Location annotation dataset excerpts:
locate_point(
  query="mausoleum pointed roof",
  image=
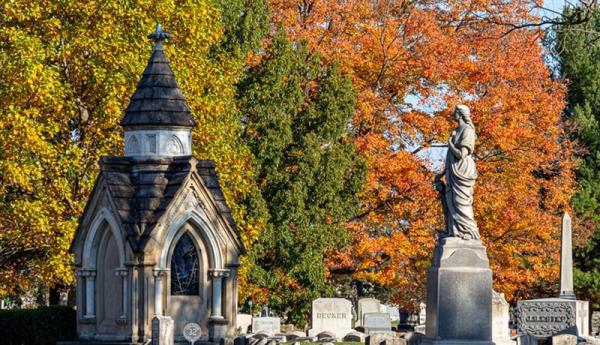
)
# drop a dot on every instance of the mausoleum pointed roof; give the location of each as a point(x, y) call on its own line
point(157, 100)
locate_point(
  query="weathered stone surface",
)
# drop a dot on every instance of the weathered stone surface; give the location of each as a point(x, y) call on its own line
point(564, 339)
point(422, 317)
point(269, 325)
point(459, 294)
point(546, 317)
point(500, 319)
point(360, 329)
point(355, 336)
point(421, 329)
point(243, 321)
point(377, 322)
point(293, 335)
point(377, 338)
point(527, 340)
point(566, 260)
point(326, 336)
point(394, 312)
point(162, 330)
point(332, 315)
point(306, 339)
point(394, 341)
point(241, 340)
point(414, 338)
point(367, 305)
point(261, 334)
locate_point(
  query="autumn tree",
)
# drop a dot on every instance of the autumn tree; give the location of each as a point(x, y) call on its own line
point(67, 70)
point(297, 114)
point(411, 62)
point(578, 52)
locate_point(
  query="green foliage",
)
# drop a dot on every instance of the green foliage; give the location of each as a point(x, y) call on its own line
point(41, 326)
point(297, 115)
point(67, 70)
point(578, 52)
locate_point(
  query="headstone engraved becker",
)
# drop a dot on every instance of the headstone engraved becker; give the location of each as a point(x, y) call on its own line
point(377, 322)
point(331, 315)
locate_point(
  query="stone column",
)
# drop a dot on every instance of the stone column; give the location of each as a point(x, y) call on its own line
point(90, 280)
point(123, 273)
point(159, 273)
point(566, 260)
point(217, 275)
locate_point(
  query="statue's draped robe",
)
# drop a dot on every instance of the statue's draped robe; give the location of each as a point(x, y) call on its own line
point(460, 179)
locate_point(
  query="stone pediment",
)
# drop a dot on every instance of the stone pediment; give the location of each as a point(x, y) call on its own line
point(142, 190)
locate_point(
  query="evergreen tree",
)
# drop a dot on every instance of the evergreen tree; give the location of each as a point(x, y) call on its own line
point(297, 115)
point(578, 52)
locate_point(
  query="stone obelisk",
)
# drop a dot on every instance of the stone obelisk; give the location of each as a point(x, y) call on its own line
point(459, 282)
point(566, 260)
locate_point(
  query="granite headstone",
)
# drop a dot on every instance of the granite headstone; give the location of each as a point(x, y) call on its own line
point(377, 322)
point(331, 315)
point(270, 325)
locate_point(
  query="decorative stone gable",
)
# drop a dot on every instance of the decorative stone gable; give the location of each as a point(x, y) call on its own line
point(157, 238)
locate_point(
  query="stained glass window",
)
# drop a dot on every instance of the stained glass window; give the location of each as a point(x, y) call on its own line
point(184, 268)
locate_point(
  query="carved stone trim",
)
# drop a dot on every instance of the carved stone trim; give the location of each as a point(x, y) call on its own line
point(218, 273)
point(121, 272)
point(545, 318)
point(160, 272)
point(85, 273)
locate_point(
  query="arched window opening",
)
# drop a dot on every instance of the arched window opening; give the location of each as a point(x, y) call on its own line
point(184, 268)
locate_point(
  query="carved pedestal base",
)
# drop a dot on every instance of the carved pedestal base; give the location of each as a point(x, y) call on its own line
point(459, 294)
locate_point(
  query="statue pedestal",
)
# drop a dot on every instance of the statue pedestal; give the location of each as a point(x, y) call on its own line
point(459, 294)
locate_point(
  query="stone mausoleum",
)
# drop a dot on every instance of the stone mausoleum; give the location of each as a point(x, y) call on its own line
point(156, 236)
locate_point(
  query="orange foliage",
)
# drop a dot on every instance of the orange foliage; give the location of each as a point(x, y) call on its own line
point(411, 63)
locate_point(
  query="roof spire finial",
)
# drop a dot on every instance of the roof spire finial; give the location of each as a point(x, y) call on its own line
point(158, 36)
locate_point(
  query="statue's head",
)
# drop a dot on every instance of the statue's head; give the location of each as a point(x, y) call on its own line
point(462, 112)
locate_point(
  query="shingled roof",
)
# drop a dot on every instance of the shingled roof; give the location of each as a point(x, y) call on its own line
point(142, 190)
point(158, 101)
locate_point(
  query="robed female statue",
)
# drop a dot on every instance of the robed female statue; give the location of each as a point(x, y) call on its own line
point(460, 174)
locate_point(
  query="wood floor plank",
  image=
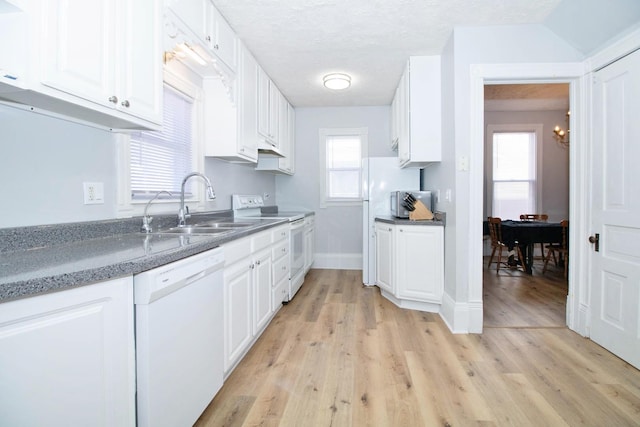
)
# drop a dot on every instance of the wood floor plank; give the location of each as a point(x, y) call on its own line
point(339, 354)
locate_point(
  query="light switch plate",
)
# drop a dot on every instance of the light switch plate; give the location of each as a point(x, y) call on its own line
point(93, 193)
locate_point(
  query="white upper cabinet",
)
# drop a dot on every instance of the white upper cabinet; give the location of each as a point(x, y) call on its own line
point(96, 60)
point(416, 113)
point(204, 26)
point(231, 131)
point(286, 146)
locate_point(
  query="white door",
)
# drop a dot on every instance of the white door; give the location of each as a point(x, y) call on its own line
point(615, 271)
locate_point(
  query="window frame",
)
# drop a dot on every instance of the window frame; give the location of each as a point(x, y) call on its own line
point(536, 129)
point(129, 206)
point(324, 134)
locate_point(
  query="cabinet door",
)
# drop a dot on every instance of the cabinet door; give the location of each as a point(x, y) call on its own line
point(139, 87)
point(263, 104)
point(67, 358)
point(237, 310)
point(78, 48)
point(262, 289)
point(248, 108)
point(194, 14)
point(420, 263)
point(224, 44)
point(275, 100)
point(384, 256)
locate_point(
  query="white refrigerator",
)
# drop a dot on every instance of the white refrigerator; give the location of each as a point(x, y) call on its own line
point(380, 176)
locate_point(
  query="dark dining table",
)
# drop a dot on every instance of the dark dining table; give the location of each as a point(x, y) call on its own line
point(527, 233)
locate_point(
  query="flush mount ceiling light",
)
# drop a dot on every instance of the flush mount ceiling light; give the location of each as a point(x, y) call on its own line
point(337, 81)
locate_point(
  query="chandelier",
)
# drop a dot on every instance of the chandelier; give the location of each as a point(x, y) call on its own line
point(561, 136)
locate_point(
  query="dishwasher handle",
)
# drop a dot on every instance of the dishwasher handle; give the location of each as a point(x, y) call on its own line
point(154, 284)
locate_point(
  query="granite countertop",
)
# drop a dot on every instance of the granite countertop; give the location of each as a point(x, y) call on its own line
point(438, 220)
point(41, 259)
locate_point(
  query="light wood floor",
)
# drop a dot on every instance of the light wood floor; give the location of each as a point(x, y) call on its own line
point(341, 355)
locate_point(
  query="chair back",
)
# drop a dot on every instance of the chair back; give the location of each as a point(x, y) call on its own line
point(534, 217)
point(495, 230)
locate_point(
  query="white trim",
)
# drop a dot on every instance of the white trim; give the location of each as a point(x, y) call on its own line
point(518, 73)
point(323, 134)
point(458, 316)
point(615, 51)
point(538, 130)
point(127, 207)
point(338, 261)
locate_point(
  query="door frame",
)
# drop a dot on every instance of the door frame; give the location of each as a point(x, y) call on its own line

- [Written task]: Please select every line of the listing that contains the word "evergreen" and copy those lines out.

- [Finished answer]:
  query="evergreen tree",
# drop a dot on every instance of the evergreen tree; give the location of each as a point(x, y) call on its own line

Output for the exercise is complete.